(Dataset rows about object locations)
....................

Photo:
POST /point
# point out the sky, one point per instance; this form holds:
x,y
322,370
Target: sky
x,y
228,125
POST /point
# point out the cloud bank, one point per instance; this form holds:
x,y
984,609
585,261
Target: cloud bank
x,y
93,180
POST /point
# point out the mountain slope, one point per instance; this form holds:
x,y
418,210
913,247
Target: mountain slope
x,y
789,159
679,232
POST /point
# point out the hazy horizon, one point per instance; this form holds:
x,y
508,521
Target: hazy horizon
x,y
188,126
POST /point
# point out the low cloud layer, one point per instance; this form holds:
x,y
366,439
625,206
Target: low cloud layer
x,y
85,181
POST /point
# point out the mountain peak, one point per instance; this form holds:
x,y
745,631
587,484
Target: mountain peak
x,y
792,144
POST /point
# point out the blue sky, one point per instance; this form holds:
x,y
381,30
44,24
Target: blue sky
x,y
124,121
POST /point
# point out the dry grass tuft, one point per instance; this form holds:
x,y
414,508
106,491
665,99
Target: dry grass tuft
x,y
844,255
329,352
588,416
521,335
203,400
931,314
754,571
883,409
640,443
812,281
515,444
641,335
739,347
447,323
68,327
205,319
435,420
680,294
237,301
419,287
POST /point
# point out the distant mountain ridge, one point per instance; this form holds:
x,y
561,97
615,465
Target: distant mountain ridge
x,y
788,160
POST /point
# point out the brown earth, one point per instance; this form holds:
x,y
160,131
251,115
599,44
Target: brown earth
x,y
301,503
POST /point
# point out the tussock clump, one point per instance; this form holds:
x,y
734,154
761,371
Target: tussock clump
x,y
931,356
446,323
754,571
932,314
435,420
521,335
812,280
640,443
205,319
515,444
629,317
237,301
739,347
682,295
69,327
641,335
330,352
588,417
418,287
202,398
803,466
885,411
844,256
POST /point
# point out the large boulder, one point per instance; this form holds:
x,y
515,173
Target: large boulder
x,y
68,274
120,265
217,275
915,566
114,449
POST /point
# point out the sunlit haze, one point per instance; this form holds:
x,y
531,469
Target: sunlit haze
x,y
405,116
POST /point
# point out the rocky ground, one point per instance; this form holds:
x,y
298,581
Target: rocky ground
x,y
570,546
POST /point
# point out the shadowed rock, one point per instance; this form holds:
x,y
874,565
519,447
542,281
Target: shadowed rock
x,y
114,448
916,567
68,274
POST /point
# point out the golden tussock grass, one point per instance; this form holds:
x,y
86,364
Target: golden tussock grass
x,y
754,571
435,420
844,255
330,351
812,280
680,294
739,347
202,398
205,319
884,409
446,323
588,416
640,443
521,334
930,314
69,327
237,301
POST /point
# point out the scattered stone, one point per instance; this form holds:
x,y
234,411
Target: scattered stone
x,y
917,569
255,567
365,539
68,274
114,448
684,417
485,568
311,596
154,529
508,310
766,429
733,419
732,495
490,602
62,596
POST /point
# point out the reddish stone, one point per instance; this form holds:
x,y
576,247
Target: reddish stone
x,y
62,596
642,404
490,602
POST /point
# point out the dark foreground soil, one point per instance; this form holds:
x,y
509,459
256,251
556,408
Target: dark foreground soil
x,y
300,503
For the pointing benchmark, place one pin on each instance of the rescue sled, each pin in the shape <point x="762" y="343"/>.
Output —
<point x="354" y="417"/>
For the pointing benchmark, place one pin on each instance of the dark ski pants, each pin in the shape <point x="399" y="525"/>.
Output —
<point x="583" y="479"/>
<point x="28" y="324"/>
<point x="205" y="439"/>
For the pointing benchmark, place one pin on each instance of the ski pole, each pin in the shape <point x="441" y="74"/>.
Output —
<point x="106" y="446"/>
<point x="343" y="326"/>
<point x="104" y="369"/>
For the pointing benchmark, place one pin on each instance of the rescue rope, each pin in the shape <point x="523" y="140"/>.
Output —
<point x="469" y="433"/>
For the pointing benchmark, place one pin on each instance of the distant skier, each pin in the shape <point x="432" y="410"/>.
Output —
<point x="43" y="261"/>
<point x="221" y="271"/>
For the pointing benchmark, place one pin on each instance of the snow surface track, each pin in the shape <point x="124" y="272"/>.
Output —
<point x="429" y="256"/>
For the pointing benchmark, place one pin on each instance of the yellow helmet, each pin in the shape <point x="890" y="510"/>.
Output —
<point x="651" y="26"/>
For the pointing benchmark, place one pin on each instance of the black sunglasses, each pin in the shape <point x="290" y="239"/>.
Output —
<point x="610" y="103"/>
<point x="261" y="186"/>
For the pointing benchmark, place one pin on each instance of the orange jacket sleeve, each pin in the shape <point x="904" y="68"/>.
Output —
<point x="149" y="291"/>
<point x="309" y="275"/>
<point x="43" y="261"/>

....................

Work to be completed:
Reproduce the rows starting at the one containing "of the distant" and ending at the last row, requests included, and increase every answer point coordinate by 147 while leaving the coordinates in the requests' sample format unchanged.

Correct answer:
For the pointing benchmark, place one pin on each instance of the distant skier, each pin in the shape <point x="432" y="410"/>.
Output —
<point x="190" y="408"/>
<point x="368" y="418"/>
For the pointing benchmark, place one pin on each instance of the snow surface track, each pin in the shape <point x="124" y="272"/>.
Output —
<point x="576" y="403"/>
For the pointing benchmark, place one pin on each instance of the yellow helmet, each pin in the shape <point x="890" y="510"/>.
Output —
<point x="798" y="173"/>
For the pointing benchmark, place one pin on each instance of the black sunglasses, each pin in the shape <point x="290" y="239"/>.
Output —
<point x="757" y="250"/>
<point x="408" y="333"/>
For the pointing benchmark, place one pin on each instance of the orange jacket sleeve, each pin in the shape <point x="904" y="68"/>.
Output —
<point x="296" y="438"/>
<point x="456" y="422"/>
<point x="190" y="408"/>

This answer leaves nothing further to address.